[Start Information supplied]
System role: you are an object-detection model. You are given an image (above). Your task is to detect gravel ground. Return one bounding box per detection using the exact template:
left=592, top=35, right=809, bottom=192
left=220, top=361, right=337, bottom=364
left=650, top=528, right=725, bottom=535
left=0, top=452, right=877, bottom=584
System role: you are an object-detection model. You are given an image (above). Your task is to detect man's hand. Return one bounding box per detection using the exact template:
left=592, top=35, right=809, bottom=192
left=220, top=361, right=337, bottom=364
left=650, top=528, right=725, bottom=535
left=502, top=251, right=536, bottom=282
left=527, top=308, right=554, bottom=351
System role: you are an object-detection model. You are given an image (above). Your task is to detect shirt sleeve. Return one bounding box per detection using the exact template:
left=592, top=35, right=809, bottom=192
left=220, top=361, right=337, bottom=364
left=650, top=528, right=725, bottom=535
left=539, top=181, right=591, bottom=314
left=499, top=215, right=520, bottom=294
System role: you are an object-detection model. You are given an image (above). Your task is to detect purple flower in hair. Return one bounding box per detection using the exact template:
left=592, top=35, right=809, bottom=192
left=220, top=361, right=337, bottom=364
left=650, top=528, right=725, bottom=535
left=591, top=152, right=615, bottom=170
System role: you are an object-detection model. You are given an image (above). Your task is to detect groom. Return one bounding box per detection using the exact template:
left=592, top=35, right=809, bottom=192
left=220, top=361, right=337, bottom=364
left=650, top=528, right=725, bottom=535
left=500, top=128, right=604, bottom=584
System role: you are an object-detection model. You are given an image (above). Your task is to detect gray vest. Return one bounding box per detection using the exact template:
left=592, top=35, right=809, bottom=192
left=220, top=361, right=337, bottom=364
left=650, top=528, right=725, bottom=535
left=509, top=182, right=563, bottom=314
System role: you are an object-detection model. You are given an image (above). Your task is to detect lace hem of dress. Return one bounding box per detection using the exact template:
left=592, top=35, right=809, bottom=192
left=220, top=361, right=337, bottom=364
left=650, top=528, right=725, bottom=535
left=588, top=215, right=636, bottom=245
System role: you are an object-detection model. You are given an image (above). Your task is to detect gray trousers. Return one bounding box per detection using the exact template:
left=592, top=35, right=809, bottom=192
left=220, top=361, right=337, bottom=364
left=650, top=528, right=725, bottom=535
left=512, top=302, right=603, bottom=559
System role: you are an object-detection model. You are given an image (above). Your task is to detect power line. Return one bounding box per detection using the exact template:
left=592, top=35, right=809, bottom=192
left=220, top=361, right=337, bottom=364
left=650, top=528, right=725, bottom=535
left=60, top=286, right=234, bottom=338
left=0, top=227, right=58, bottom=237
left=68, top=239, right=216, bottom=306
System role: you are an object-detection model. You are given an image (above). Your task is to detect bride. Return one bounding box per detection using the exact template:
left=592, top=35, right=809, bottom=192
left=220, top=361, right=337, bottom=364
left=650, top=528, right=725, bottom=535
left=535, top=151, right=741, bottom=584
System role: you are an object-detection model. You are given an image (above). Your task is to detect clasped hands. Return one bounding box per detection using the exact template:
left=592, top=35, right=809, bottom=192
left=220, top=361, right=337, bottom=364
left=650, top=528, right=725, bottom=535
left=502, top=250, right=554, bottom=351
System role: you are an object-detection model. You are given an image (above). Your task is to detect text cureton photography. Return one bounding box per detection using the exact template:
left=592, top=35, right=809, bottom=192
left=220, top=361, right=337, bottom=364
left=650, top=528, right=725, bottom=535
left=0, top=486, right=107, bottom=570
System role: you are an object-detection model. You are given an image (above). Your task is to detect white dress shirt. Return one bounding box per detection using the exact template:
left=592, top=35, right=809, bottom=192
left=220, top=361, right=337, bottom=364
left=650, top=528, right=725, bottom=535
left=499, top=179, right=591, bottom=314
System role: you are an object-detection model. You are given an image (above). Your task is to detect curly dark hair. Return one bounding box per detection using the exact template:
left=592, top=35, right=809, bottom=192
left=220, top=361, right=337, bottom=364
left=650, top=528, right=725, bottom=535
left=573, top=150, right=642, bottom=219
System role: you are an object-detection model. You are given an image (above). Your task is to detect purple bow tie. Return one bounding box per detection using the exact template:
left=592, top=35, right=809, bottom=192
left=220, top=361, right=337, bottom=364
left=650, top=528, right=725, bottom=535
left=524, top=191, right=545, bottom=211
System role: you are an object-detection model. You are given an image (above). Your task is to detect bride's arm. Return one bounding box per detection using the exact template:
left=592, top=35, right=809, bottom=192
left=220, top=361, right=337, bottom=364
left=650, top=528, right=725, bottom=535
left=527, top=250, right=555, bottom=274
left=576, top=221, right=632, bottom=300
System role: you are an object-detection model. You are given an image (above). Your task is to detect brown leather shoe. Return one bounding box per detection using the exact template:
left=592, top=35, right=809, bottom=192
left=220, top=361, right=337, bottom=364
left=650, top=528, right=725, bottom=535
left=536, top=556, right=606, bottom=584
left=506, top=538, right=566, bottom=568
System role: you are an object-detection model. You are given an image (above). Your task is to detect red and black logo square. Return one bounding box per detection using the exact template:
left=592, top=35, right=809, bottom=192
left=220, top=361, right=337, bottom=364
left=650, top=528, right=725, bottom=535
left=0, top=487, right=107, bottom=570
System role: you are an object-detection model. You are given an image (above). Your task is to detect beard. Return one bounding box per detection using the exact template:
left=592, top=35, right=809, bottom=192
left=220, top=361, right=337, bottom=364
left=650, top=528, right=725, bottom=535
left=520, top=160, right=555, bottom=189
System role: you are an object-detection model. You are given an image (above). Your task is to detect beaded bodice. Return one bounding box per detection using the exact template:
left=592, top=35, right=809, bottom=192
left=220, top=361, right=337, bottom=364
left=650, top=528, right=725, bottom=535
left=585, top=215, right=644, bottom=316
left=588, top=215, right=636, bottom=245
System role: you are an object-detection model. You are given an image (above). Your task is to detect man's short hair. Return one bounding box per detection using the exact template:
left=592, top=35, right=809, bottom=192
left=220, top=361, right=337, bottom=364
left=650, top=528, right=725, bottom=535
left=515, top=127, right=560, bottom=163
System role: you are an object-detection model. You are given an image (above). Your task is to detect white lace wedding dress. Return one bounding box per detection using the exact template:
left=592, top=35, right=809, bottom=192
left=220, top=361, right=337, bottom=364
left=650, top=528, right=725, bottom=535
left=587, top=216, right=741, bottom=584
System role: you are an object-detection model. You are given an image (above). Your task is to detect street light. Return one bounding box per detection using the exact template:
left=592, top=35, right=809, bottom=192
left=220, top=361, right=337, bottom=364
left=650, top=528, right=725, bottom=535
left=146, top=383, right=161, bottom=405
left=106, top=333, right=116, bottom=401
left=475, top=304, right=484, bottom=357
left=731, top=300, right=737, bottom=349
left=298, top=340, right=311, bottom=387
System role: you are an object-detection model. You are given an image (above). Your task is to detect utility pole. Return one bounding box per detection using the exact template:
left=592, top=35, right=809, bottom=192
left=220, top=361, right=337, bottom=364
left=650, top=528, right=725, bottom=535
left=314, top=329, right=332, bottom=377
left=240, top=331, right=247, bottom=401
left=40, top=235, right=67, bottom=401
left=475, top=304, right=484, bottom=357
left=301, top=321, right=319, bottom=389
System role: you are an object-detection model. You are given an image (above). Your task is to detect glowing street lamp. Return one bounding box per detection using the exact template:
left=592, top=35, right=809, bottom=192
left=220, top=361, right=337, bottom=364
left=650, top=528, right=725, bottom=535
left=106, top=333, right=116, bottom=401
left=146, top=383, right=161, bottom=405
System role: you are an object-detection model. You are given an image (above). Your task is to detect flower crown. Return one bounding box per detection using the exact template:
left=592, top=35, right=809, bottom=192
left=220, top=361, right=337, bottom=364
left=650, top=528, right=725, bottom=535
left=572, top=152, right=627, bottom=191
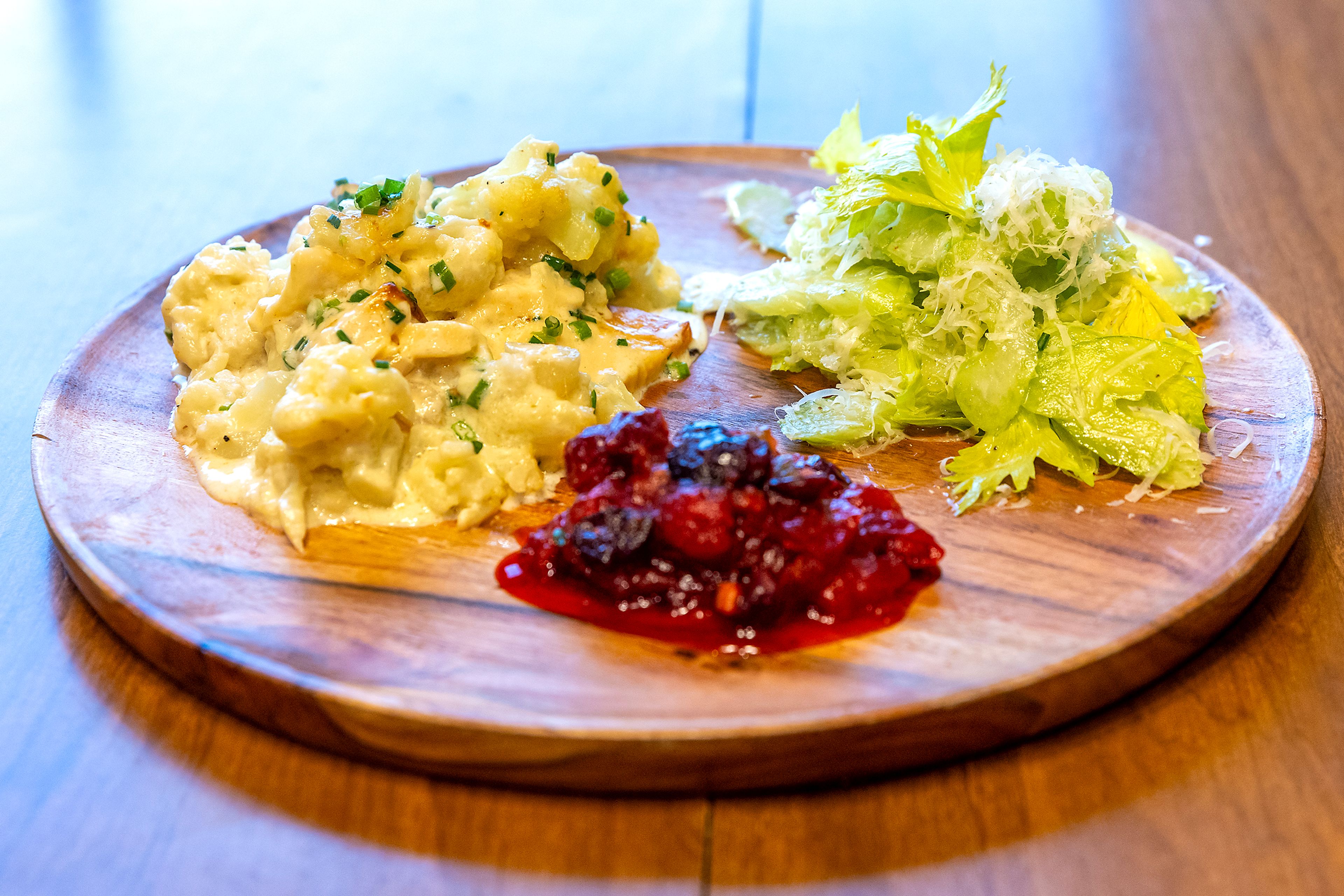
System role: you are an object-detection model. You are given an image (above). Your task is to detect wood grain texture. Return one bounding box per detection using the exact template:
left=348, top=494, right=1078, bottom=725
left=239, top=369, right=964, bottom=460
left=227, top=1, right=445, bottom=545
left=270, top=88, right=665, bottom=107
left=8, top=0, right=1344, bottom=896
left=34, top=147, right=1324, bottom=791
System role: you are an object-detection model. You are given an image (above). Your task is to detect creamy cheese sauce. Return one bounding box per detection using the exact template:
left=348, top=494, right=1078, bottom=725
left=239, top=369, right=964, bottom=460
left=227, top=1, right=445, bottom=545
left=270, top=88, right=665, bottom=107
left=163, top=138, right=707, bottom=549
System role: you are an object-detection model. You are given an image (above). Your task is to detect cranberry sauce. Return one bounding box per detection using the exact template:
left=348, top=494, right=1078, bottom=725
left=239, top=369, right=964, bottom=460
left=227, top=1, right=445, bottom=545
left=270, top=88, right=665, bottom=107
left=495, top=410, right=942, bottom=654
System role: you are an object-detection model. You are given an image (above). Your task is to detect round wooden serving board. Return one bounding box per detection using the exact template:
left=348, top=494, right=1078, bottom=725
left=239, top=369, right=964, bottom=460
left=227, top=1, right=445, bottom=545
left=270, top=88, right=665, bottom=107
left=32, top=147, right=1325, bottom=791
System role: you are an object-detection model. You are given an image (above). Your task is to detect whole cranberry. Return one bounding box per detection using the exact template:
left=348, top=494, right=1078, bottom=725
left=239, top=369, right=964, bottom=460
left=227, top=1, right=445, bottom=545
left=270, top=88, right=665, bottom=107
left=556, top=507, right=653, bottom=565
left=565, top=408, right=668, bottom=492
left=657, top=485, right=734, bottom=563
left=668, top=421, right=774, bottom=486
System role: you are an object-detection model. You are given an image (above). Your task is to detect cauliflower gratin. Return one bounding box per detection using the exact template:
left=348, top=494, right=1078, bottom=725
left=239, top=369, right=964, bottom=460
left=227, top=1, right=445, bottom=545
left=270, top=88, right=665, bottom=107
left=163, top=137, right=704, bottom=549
[End Information supplied]
Recast the records from the line containing "detect man's short" up to and including the line containing "left=515, top=127, right=560, bottom=163" as a two-column CSV with the header input,output, one row per record, where input holds the record's text and output holds its answer. Put each value in a single quoted field and replace its line breaks with spaces.

input,output
"System role: you are an object-detection model. You are given an image (above). Your task is to detect man's short hair. Return one bounding box per detection using the exact template: left=592, top=35, right=809, bottom=192 left=220, top=361, right=337, bottom=364 left=650, top=528, right=725, bottom=535","left=515, top=127, right=560, bottom=163"